*** Begin section ***

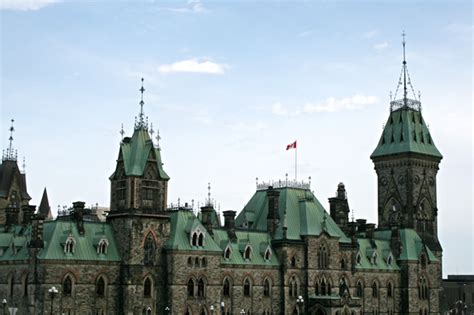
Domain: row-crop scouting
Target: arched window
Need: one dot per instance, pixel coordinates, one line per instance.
(375, 292)
(201, 239)
(293, 261)
(226, 287)
(100, 287)
(323, 257)
(190, 287)
(67, 286)
(266, 287)
(247, 287)
(201, 288)
(194, 239)
(359, 289)
(69, 246)
(102, 247)
(248, 252)
(147, 288)
(149, 250)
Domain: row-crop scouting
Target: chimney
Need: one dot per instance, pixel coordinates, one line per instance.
(273, 216)
(229, 224)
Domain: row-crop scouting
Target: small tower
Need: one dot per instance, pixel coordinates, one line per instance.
(339, 207)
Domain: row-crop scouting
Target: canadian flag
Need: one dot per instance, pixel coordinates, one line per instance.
(291, 146)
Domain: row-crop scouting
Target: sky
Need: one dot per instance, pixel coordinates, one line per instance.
(228, 86)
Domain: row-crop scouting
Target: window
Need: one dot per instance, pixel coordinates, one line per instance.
(389, 290)
(374, 290)
(359, 289)
(227, 252)
(69, 245)
(190, 287)
(323, 257)
(102, 247)
(201, 288)
(100, 287)
(67, 286)
(247, 287)
(149, 250)
(226, 287)
(147, 288)
(248, 252)
(266, 287)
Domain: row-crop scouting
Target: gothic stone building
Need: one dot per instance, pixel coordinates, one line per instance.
(282, 254)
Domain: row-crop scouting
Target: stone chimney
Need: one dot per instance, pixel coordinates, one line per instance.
(273, 216)
(229, 224)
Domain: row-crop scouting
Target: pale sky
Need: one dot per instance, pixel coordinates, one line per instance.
(229, 85)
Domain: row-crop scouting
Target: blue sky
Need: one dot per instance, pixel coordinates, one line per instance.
(229, 85)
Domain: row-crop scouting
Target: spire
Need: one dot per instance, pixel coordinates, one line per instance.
(10, 154)
(142, 122)
(404, 80)
(44, 207)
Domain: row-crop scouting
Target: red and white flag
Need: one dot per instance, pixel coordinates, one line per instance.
(291, 146)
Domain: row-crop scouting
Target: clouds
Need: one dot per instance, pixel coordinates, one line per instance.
(193, 66)
(329, 105)
(25, 5)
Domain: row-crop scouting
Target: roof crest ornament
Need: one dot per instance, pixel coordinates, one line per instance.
(10, 154)
(142, 121)
(404, 80)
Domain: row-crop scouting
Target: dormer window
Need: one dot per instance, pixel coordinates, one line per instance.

*** End section ***

→ TASK OBJECTIVE
All that belongs in your answer is the stretch of entries above from the line with "Target: small tower" through the line with "Target: window", printed exactly.

→ EXERCISE RESPONSE
Target: small tower
Need: one dot per instance, pixel coordinates, one line per instance.
(339, 207)
Domain: row-crop scouting
Target: canadian flag
Need: one dot per instance, pixel coordinates, one line per instance.
(291, 146)
Domain: row-crop scouting
Target: sky
Need: one dot per instance, pixel coordinates, one line per instance.
(228, 86)
Domain: row-crop scouting
Target: window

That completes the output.